DATA FOR THE TASK -
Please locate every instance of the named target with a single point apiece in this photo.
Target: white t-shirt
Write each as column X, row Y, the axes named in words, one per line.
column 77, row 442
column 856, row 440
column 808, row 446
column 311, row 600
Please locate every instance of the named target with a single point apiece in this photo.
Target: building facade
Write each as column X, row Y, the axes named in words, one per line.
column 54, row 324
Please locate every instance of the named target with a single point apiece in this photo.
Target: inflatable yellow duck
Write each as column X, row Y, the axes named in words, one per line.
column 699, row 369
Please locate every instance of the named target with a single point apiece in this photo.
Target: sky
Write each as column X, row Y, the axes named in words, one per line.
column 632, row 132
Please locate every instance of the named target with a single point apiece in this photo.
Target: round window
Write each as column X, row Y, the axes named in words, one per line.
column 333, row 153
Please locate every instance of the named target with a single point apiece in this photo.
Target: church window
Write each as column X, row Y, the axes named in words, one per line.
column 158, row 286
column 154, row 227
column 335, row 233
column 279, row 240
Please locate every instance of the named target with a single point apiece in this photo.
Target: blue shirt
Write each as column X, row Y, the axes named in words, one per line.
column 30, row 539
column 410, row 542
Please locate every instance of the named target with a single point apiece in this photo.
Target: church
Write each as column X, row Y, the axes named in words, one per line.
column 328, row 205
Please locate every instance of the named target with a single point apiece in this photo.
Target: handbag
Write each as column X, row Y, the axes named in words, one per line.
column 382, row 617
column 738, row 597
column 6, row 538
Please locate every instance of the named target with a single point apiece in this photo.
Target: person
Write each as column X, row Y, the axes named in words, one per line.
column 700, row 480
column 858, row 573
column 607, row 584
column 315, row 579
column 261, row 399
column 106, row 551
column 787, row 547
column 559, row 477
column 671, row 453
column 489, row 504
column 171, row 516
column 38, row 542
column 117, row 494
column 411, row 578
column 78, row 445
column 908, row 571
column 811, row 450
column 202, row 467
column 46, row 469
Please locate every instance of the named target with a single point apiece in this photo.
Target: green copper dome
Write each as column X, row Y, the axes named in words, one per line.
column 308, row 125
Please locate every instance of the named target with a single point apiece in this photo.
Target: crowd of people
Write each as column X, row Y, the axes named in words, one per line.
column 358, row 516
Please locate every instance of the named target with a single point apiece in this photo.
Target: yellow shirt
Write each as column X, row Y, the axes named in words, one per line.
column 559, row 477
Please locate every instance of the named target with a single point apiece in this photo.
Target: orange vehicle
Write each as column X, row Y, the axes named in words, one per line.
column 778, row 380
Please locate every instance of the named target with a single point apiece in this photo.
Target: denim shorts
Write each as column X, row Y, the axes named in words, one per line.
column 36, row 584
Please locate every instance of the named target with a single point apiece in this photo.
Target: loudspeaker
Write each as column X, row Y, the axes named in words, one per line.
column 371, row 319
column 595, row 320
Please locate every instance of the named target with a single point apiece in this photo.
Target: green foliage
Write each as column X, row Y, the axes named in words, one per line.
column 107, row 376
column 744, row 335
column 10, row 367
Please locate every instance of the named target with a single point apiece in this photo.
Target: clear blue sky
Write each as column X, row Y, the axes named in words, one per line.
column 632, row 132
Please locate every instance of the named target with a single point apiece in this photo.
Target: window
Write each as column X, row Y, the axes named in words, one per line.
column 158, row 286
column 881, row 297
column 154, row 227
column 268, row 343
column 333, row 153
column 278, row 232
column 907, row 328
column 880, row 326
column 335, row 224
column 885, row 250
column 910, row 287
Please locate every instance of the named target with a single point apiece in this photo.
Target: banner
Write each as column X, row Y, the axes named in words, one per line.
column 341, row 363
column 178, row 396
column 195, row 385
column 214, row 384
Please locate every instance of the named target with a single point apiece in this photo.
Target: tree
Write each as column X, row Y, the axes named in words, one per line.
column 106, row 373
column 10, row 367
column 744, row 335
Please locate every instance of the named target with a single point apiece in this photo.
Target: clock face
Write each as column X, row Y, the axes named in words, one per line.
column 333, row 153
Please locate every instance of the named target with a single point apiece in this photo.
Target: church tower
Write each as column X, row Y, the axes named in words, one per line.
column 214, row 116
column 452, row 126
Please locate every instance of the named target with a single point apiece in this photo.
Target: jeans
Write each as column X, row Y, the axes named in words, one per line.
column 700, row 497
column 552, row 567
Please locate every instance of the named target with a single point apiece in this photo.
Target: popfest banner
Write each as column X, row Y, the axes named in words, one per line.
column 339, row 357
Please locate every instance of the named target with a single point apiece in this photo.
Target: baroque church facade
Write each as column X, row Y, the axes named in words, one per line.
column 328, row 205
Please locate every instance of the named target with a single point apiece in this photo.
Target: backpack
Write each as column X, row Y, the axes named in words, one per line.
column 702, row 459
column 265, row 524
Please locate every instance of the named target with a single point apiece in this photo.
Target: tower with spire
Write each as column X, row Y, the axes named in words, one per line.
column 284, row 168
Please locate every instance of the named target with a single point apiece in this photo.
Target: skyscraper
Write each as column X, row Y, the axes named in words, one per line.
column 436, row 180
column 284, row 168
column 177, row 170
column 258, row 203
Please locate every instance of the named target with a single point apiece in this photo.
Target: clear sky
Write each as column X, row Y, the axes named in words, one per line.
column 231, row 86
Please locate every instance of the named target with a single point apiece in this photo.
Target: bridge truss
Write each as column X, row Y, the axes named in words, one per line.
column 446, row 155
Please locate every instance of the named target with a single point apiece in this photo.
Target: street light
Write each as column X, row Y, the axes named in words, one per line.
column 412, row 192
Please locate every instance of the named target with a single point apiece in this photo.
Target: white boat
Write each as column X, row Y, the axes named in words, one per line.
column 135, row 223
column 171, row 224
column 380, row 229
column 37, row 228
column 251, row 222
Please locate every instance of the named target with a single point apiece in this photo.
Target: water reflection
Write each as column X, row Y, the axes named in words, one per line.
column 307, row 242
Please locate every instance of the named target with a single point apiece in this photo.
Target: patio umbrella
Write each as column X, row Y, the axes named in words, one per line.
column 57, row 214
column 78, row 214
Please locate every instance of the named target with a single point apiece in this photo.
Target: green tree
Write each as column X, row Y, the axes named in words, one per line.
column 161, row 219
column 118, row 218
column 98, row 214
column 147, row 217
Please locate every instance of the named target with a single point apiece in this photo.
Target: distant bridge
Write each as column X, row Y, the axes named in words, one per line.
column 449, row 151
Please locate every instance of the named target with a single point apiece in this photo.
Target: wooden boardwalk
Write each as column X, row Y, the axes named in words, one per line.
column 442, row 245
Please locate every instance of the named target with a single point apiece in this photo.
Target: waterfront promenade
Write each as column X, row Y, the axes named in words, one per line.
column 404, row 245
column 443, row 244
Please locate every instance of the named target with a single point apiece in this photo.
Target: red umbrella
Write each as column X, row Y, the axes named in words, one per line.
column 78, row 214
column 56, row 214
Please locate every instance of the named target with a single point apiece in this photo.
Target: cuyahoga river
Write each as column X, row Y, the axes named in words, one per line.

TASK OBJECTIVE -
Return every line of the material above unchanged and in the same order.

EXERCISE OUTPUT -
Please locate every instance of the named target with a single point apiece in this photo.
Target: white t-shirt
Write each as column X, row Y, the axes named in words, one per line.
column 77, row 442
column 856, row 440
column 808, row 446
column 311, row 600
Please locate every instance of the named target with a single point apiece in this photo.
Target: building facade
Write each as column X, row Y, the axes named in words, one per line.
column 54, row 324
Please locate every instance of the named target with a single point apiece in this photo.
Target: inflatable yellow duck
Write each as column X, row Y, the axes named in words, one per line.
column 699, row 369
Please locate every instance of the named target with a single point apiece in this photo.
Target: sky
Write each as column X, row Y, the axes named in words, one per line.
column 632, row 132
Please locate every instance of the named target with a single point apiece in this photo.
Target: round window
Write each as column X, row Y, the axes named in words, one per line.
column 333, row 153
Please locate every instance of the named target with a single point apiece in this photo.
Target: church window
Write each as column X, row Y, the axes named in words, one per line.
column 158, row 286
column 154, row 227
column 335, row 233
column 279, row 240
Please locate every instance of the named target with a single point apiece in this photo.
Target: blue shirt
Write each as column X, row Y, the axes named in words, one per line.
column 30, row 539
column 410, row 542
Please locate every instance of the named target with a single point apiece in this photo.
Target: church
Write each as column X, row Y, the axes named in words, one per line.
column 328, row 205
Please locate every instance of the named target with a single point apiece in this photo.
Target: handbag
Write each as column X, row Y, the axes named in words, one per line.
column 382, row 617
column 738, row 597
column 6, row 538
Please locate every instance of the named target with a single point apiece in this photo.
Target: person
Write each as column X, row Y, the axes named in words, one per line.
column 700, row 480
column 858, row 573
column 607, row 584
column 315, row 579
column 261, row 399
column 106, row 551
column 787, row 547
column 559, row 477
column 671, row 453
column 489, row 504
column 171, row 516
column 38, row 542
column 117, row 494
column 411, row 578
column 78, row 445
column 908, row 571
column 811, row 450
column 202, row 467
column 46, row 469
Please locate every instance of the named target with a single point apiece in this photo.
Target: green copper dome
Write each as column X, row Y, the axes named in words, one per line.
column 308, row 125
Please locate every instance of the named target with a single point apiece in this photo.
Target: crowd of people
Write each as column X, row Y, the axes named in words, one per line.
column 358, row 516
Please locate every instance of the named target with a single point apiece in this photo.
Target: yellow shirt
Write each as column X, row Y, the axes named in words, one per line.
column 559, row 477
Please locate every instance of the named target with a single point apiece in this photo.
Target: orange vehicle
Write each as column X, row Y, the axes named in words, one per line.
column 778, row 380
Please locate every instance of the named target with a single point apiece in this photo.
Target: denim shorts
Write each as column X, row Y, the axes named in words, one per line.
column 36, row 584
Please locate every instance of the named target with a single point apiece in this photo.
Target: loudspeaker
Write each as column X, row Y, the axes named in words, one per line.
column 371, row 319
column 595, row 320
Please locate every instance of the named target with a single point apiece in this photo.
Target: green foliage
Write each as column X, row Y, the axes named in words, one per line.
column 107, row 376
column 744, row 335
column 10, row 367
Please locate every instance of the named target with a single point apiece in this photo.
Target: clear blue sky
Write each as column X, row Y, the axes named in words, one per line.
column 632, row 132
Please locate every instance of the named target with a single point apiece in this photo.
Target: window
Write each as column X, row Y, the axes named in words, one per line.
column 158, row 286
column 881, row 297
column 154, row 227
column 268, row 343
column 333, row 153
column 278, row 232
column 907, row 328
column 880, row 326
column 335, row 224
column 885, row 250
column 910, row 287
Please locate every instance of the named target with a single point apiece in this photo.
Target: banner
Write each as column X, row Y, the axes named in words, one per line.
column 341, row 363
column 178, row 396
column 195, row 385
column 214, row 384
Please locate every instance of the named target with a single point apiece in this photo.
Target: tree
Write each as column X, row Y, the axes named in words, one per line.
column 106, row 373
column 10, row 367
column 744, row 335
Please locate every instance of the named target with a single point apiece in this photo.
Target: clock face
Write each as column X, row Y, the axes named in words, one per line.
column 333, row 153
Please locate every instance of the named target with a single point apiece in this photo.
Target: church tower
Write each as column X, row Y, the axes named in words, one per line.
column 214, row 116
column 452, row 126
Please locate every instance of the named target with a single point apiece in this photo.
Target: jeans
Write each as column X, row Y, the axes named in words, one per line.
column 700, row 497
column 552, row 567
Please locate every instance of the named target with a single point apiece in this photo.
Target: popfest banner
Write each as column X, row Y, the axes named in words, one per line.
column 339, row 357
Please locate every instance of the named target with a single point apiece in this photo.
Target: baroque church facade
Write each as column X, row Y, the axes named in words, one per line.
column 328, row 205
Please locate every instance of the named target with a single point apiece in this photo.
Target: backpack
Write each as column X, row Y, the axes named in words, one per line.
column 702, row 459
column 265, row 524
Please locate every instance of the named target with a single point apiece in this photo.
Target: tower with spire
Write each as column X, row Y, the axes named in words, one per line.
column 284, row 168
Please locate every instance of the named target with a single point apiece in this photo.
Target: skyscraper
Write each as column X, row Y, the axes named in words, one per line.
column 436, row 180
column 284, row 168
column 177, row 170
column 258, row 203
Please locate every instance of the named target with a single point apiece in this photo.
Target: clear sky
Write each as column X, row Y, the axes named in words, one per line.
column 231, row 86
Please locate every instance of the named target with a single point apiece in this photo.
Target: bridge truss
Write each as column X, row Y, the axes named in words, one per line.
column 446, row 155
Please locate every instance of the named target with a single point apiece in this photo.
Target: street light
Write each as column X, row Y, the axes named in words, one per line.
column 412, row 192
Please locate every instance of the named target with a single point apiece in this photo.
Target: white boat
Write each as column X, row Y, the axes named in words, one per line.
column 135, row 223
column 171, row 224
column 380, row 229
column 37, row 228
column 251, row 222
Please locate every instance of the named target with a single point apiece in this photo.
Target: water reflection
Write each as column X, row Y, the axes named in words, one per line.
column 307, row 242
Please locate every instance of the named target with a single point apiece in this photo.
Target: patio umbrella
Write each as column X, row Y, the axes named in words, one per line.
column 57, row 214
column 78, row 214
Please locate every instance of the named target with a single point apiece in this photo.
Target: green tree
Write each as column X, row Y, the axes named in words, one per line.
column 161, row 219
column 118, row 218
column 98, row 214
column 147, row 217
Please locate every instance of the named target with a single point apiece in this photo.
Target: distant bridge
Write each as column X, row Y, the axes named in words, one per line.
column 449, row 151
Please locate every instance of the named target with a single point apiece in this photo.
Target: wooden boardwalk
Write each as column X, row Y, the axes named in words, one per line.
column 442, row 245
Please locate every instance of the named target with a single point apiece in this photo.
Target: waterfront promenade
Write each as column X, row Y, the axes named in words, one per line.
column 404, row 245
column 443, row 244
Please locate every instance of the named target with a single point apiece in this photo.
Target: red umbrella
Write each as column X, row Y, the axes named in words, one per line.
column 78, row 214
column 56, row 214
Please locate every instance of the named target with a single point apiece in this photo.
Target: cuyahoga river
Write each as column X, row Y, the axes named in words, one per line.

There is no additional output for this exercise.